*** DATASET
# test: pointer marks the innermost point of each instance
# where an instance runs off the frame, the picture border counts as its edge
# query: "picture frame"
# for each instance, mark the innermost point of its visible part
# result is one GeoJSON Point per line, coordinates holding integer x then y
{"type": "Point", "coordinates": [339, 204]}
******
ASSIGNMENT:
Set all of the records down again, exactly as they stand.

COMPLETED EXERCISE:
# test: pointer marks the innermost point of each instance
# where an instance runs off the frame, the picture border counts as its edge
# query: "picture frame"
# for each instance, mark the innermost point of its visible part
# result is one GeoJSON Point per line, coordinates holding integer x then y
{"type": "Point", "coordinates": [339, 204]}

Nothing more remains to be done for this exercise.